▸ Polecenie A: Proszę ocenić, czy każde z poniższych stwierdzeń zgadza się z relacją z meczu siatkarskiego, odpowiadając „tak” lub „nie” i przytaczając dosłownie rozstrzygające słowa relacji. (i) Pierwszego seta zespół z Częstochowy wygrał do 18. (ii) Po dwóch setach meczu z Hermapolem Norwid prowadzenie 2:0 miał Trefl Gdańsk. (iii) Podczas zmiany stron w piątym secie prowadzili olsztynianie.
▸ Polecenie B: Proszę napisać dalszy ciąg relacji z meczu siatkarskiego, rozpoczynając go po ostatnim podanym w niej wyniku setów.

▸ Fragment dokumentu:
===
Ponownie dopiero tie-break rozstrzygnął pierwszy mecz dnia w Dębicy. AZS UWM Olsztyn przegrał w nim z Eco-Team AZS-em Stoelzle Częstochowa. Dla częstochowian to pierwsze zwycięstwo w turnieju finałowym mistrzostw Polski juniorów. W drugim meczu również do rozstrzygnięcia potrzebnych było pięć setów.
Podobnie jak w pierwszym dzisiejszym spotkaniu, lepsi okazali się siatkarze z Częstochowy. Po dwóch setach Hermapol Norwid prowadził już 2:0 z Treflem Gdańsk, ale gdańszczanom udało się doprowadzić do tie-breaka, w którym ponownie wygrali częstochowianie.
Otwarcie pierwszego meczu drugiego dnia mistrzostw było wyrównane. Po jednej stronie punktowali Wiktor Janiszewski i Michał Prachniewski a po drugiej Rafał Lal oraz Michał Nowakowski (11:12). Dopiero w drugiej części seta przy zagrywkach kapitana częstochowskiego zespołu podopieczni trenera Pudo stopniowo zaczęli budować prowadzenie. Do końca zespół z Częstochowy kontrolował przebieg gry, wygrywając do 18. Od początku drugiego seta trwała niepozbawiona błędów gra punkt za punkt (11:11). Seria celnych zagrywek Prachniewskiego pozwoliła olsztynianom odskoczyć a passa została przerwana dopiero po czasie na życzenie trenera Pudo (13:11, 14:12). Z czasem trwała gra na styku, jednak na nieznacznym prowadzeniu pozostawali siatkarze z Olsztyna. Częstochowianie nie potrafili przełamać rywali, którzy triumfowali po skutecznym bloku na Tataruchu.
W trzecim secie nie brakowało ciekawych wymian, siatkarze obu drużyn nie wstrzymywali ręki w ataku. Walka była zacięta, skutecznie punktował Dawid Deptuła (12:10). Olsztynianie dobrze grali blokiem. Mimo interwencji trenera Pudo częstochowianie nie potrafili poprawić swojej postawy (16:12, 22:18) i przegrali do 19. Siatkarze z Częstochowy znacznie lepiej weszli w czwartego seta – 3:1. Na boisku nie brakowało nerwowości. Coraz pewniej punktował Przemysław Kupka. Olsztynianie nie mieli zamiaru odpuszczać, jednak to ich rywale kontrolowali grę. Kolejne interwencje trenera Chrzana nie pomogły i zwycięzcę miał wyłonić tie-break.
Piątego seta pewniej rozpoczęli częstochowianie, po asie Kupki było już 4:1. Podczas zmiany stron siatkarze AZS-u Częstochowa prowadzili 8:5. Olsztynianie ryzykowali, ale popełniali zbyt dużo błędów. Pierwsze zwycięstwo ekipy z Częstochowy przypieczętował asem Przemysław Kupka
MVP: Przemysław Kupka
AZS UWM Olsztyn – Eco-Team AZS Stoelzle Częstochowa 2:3
(18:25, 25:21, 25:19, 19:25, 9:15)
===
▸ Dostarczone dane:
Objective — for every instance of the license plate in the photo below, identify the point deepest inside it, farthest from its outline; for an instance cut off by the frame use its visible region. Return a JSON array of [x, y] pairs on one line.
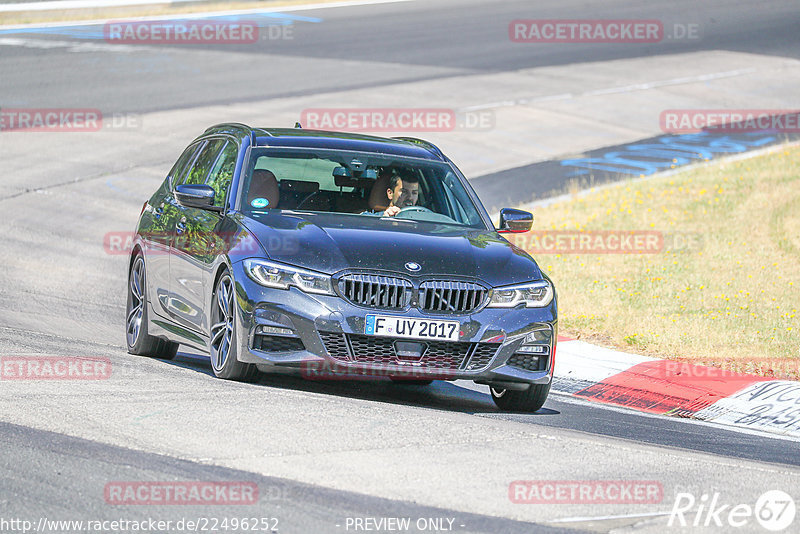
===
▸ Odpowiedź pisemna A:
(i) Tak: „Do końca zespół z Częstochowy kontrolował przebieg gry, wygrywając do 18.”
(ii) Nie: „Po dwóch setach Hermapol Norwid prowadził już 2:0 z Treflem Gdańsk”.
(iii) Nie: „Podczas zmiany stron siatkarze AZS-u Częstochowa prowadzili 8:5.”

▸ Odpowiedź pisemna B:
Składy zespołów:
AZS Olsztyn: Dobrowolski (2), Kozłowski (9), Deptuła (12), Janiszewski (20), Łakatyszewski (9), Prachniewski (19), Brzozowski (libero) oraz Kotecki i Szalc (libero)
AZS Częstochowa: Kamiński (9), Lal (9), Fijałkowski (1), Tataruch (11), Nowakowski (14), Gniecki (3), Skopiński (libero) oraz Janelt, Kupka (24), Borkowski, Bąkiewicz (1) i Wichór
Drugi czwartkowy pojedynek grupy A rozpoczął się od wyrównanej walki. Dopiero po skutecznych atakach Jakuba Czerwińskiego i Karola Urbanowicza to gdańszczanie wyszli na trzypunktowe prowadzenie – 13:10. Po kolejnej interwencji Piotra Lebiody częstochowianie zaczęli odrabiać straty, skutecznie zaczął punktować Krzysztof Giemza.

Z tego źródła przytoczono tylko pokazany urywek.